→ Task requirements: Return every record below exactly; leave out the images.

(Stored records)
▬▬▬

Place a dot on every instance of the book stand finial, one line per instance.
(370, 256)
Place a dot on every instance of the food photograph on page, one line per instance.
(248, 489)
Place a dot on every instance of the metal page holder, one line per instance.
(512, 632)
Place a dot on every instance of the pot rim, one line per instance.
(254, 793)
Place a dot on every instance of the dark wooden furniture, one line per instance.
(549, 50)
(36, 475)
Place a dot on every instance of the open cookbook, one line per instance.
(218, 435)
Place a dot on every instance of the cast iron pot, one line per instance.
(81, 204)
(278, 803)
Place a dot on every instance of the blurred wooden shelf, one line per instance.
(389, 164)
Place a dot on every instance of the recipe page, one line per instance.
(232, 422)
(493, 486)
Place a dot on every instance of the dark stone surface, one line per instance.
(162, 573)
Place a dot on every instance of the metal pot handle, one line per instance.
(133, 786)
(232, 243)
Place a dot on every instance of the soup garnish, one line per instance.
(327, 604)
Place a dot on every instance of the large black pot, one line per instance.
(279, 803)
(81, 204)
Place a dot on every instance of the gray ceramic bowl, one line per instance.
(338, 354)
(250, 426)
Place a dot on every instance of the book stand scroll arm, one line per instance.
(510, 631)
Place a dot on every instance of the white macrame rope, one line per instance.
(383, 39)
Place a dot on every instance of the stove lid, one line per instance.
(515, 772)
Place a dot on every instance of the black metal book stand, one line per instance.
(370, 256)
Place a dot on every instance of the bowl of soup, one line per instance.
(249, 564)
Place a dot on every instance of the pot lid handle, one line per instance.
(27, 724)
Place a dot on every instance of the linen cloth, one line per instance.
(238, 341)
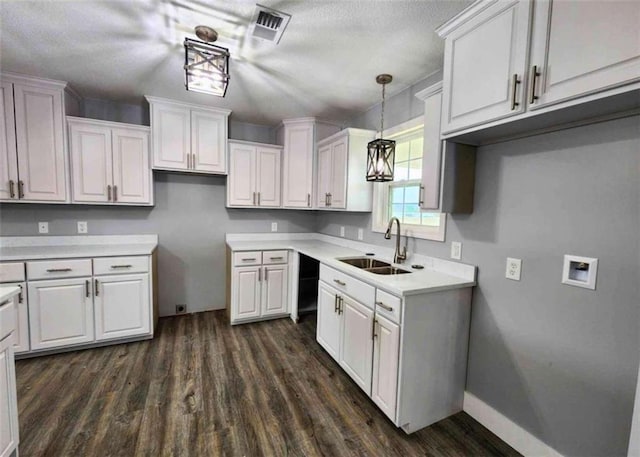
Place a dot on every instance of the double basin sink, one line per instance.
(378, 267)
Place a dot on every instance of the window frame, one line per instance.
(380, 215)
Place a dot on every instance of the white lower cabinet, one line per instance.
(259, 285)
(384, 388)
(121, 306)
(60, 312)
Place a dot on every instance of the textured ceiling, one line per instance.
(324, 66)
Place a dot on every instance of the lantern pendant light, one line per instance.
(381, 152)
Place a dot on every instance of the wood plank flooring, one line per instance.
(204, 388)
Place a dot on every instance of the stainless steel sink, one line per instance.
(365, 262)
(375, 266)
(387, 271)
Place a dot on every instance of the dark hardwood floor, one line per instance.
(204, 388)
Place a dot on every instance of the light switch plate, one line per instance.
(514, 268)
(456, 250)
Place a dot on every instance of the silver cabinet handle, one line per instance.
(383, 306)
(514, 89)
(534, 76)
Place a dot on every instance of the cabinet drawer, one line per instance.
(388, 306)
(247, 258)
(361, 291)
(273, 257)
(115, 265)
(49, 269)
(7, 317)
(12, 272)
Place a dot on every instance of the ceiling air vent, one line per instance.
(268, 24)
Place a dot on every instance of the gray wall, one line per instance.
(560, 361)
(191, 221)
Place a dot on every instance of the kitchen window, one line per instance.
(401, 197)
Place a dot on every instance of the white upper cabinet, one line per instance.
(254, 174)
(109, 162)
(32, 139)
(579, 48)
(513, 68)
(187, 137)
(342, 165)
(485, 65)
(299, 137)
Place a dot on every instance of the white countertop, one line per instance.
(61, 247)
(438, 274)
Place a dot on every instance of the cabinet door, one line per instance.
(298, 165)
(40, 143)
(8, 157)
(209, 141)
(356, 350)
(131, 169)
(170, 126)
(432, 154)
(329, 331)
(8, 400)
(60, 313)
(274, 290)
(385, 366)
(268, 176)
(483, 61)
(584, 47)
(91, 162)
(338, 182)
(122, 306)
(245, 298)
(324, 176)
(241, 185)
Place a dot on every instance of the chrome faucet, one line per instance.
(399, 256)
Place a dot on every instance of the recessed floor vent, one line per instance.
(268, 24)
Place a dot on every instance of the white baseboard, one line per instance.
(507, 430)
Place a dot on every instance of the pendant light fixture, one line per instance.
(381, 152)
(206, 66)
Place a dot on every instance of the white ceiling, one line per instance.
(324, 66)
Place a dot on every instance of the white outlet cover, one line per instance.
(514, 269)
(456, 250)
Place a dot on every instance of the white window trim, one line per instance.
(379, 219)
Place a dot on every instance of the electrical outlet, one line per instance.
(514, 267)
(456, 250)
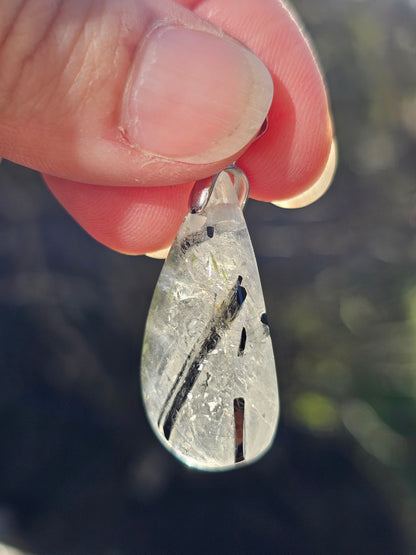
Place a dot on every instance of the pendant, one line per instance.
(208, 374)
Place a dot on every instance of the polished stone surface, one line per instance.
(208, 372)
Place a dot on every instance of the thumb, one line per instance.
(114, 92)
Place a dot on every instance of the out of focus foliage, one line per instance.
(80, 471)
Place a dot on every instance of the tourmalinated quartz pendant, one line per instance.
(208, 373)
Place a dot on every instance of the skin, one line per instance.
(63, 69)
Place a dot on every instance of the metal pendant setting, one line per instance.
(208, 374)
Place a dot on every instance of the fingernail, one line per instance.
(317, 189)
(162, 253)
(195, 97)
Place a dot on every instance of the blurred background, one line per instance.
(80, 470)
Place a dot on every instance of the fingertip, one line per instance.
(316, 189)
(130, 220)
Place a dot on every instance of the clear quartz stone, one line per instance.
(208, 373)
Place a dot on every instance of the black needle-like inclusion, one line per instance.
(191, 369)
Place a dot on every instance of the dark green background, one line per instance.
(80, 470)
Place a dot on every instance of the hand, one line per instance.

▬▬▬

→ Task answer:
Place a dot on every instance of the book stand finial, one line per instance.
(370, 256)
Place a dot on every instance of the food photograph on page, one line per instance.
(248, 489)
Place a dot on every instance of the metal page holder, one line per instance.
(512, 632)
Place a dot on every instance of the pot rim, one line per instance.
(254, 793)
Place a dot on every instance of the dark wooden furniture, one line per instance.
(549, 50)
(36, 475)
Place a dot on every instance of the open cookbook, one line per instance.
(218, 435)
Place a dot on every instance of the cast iron pot, one line per instance.
(81, 204)
(278, 803)
Place a dot on every instance of the blurred wooden shelf, one line per instance.
(389, 164)
Place a dot on every instance of the recipe page, one line per instance.
(232, 422)
(493, 486)
Place a dot on every instance of the dark stone surface, one line per instance.
(162, 573)
Place a dot on every instance of the metal pot handle, one line per instance.
(133, 786)
(232, 243)
Place a dot on every instance of the soup garnish, one line per instance.
(327, 604)
Place a dot on every instance of the large black pot, one line per instance.
(279, 803)
(81, 204)
Place a dot on every instance of the gray ceramic bowl, one line per instance.
(338, 354)
(250, 426)
Place a dot on every instance of the book stand scroll arm, one line per instance.
(510, 631)
Place a dot on every instance of the white macrame rope, one line per instance.
(383, 39)
Place a dot on every instance of the stove lid, one line per instance.
(515, 772)
Place a dot on every instance of the black metal book stand, one line per instance.
(370, 256)
Place a dot on every instance of the bowl of soup, one line per instance.
(249, 564)
Place a dot on every instance of the pot lid handle, one line per instance.
(27, 724)
Place a dot on every instance of the linen cloth, one line per instance.
(238, 341)
Place a dot on every instance of the double basin sink, one line per instance.
(378, 267)
Place a dot on every instance of the window frame, one line per instance.
(380, 215)
Place a dot on every instance of the white lower cabinet, one line per instance.
(259, 285)
(384, 388)
(121, 306)
(60, 312)
Place a dot on every instance of the textured ceiling, one line per instance.
(324, 66)
Place a dot on every instance of the lantern pendant light, one line per instance.
(381, 152)
Place a dot on every instance of the wood plank flooring, one line per instance.
(204, 388)
Place a dot on every instance of the stainless steel sink, one line per instance.
(365, 262)
(375, 266)
(387, 271)
Place a dot on every instance of the dark hardwood floor, one line per instance.
(204, 388)
Place a dot on every instance of the light switch plate, one line per instance.
(514, 268)
(456, 250)
Place a dot on every instance of the silver cabinet handle, one line per instance.
(383, 306)
(514, 89)
(534, 76)
Place a dot on every instance of the cabinet drawer, one line per instance.
(388, 306)
(247, 258)
(361, 291)
(273, 257)
(115, 265)
(49, 269)
(7, 317)
(12, 272)
Place a dot on every instance of the ceiling air vent, one line per instance.
(268, 24)
Place a dot on every instance of the gray wall, one line per instance.
(560, 361)
(191, 221)
Place a dot on every instance of the kitchen window, one line per instance.
(401, 197)
Place a dot on every instance of the white upper cabinet, one line per instance.
(254, 174)
(109, 162)
(32, 139)
(579, 48)
(513, 68)
(187, 137)
(342, 165)
(485, 65)
(299, 137)
Place a dot on every instance of the white countertop, one line per instance.
(61, 247)
(438, 274)
Place a dot on every instance of the cabinet door, one line per instance.
(298, 165)
(40, 143)
(8, 157)
(209, 141)
(356, 350)
(131, 169)
(170, 126)
(432, 154)
(329, 331)
(8, 400)
(60, 313)
(274, 290)
(385, 366)
(268, 176)
(483, 61)
(584, 47)
(91, 162)
(338, 182)
(122, 306)
(245, 298)
(324, 176)
(241, 185)
Place a dot on every instance of the chrome faucet, one line per instance.
(399, 256)
Place a dot on every instance of the recessed floor vent, one line per instance.
(268, 24)
Place a dot on every instance of the white baseboard, one line per instance.
(507, 430)
Place a dot on every instance of the pendant light fixture, one line per instance.
(381, 152)
(206, 66)
Place a dot on every instance of the white ceiling, one line per instance.
(324, 66)
Place a dot on every instance of the white outlet cover, one line per instance.
(514, 269)
(456, 250)
Place a dot on every instance of the white window trim, one line per instance.
(379, 219)
Place a dot on every instance of the electrical outlet, one line per instance.
(514, 267)
(456, 250)
Place a dot on every instance of the pendant, one line per instance.
(208, 374)
Place a dot on every instance of the polished stone surface, one line per instance.
(208, 372)
Place a dot on every instance of the thumb, one line per instance.
(114, 92)
Place a dot on every instance of the out of focus foliage, one line per instance.
(80, 471)
Place a dot on every instance of the tourmalinated quartz pendant, one line per instance.
(208, 373)
Place a dot on every instance of the skin, one line per instance.
(63, 69)
Place a dot on every instance of the metal pendant setting, one line per instance.
(208, 374)
Place a dot on every instance of the fingernail, one line per instance.
(317, 189)
(162, 253)
(195, 97)
Place a dot on every instance of the blurred background, one line per instance.
(80, 470)
Place a dot on every instance of the fingertip, one line per instance.
(316, 189)
(130, 220)
Place a dot on every instance of the clear quartz stone, one line per instance.
(208, 373)
Place a dot on every instance of the black needle-like inclusion, one line per instance.
(191, 369)
Place a dot on every instance of the dark green background, one line per instance.
(80, 470)
Place a dot on every instance of the hand, one line per instance.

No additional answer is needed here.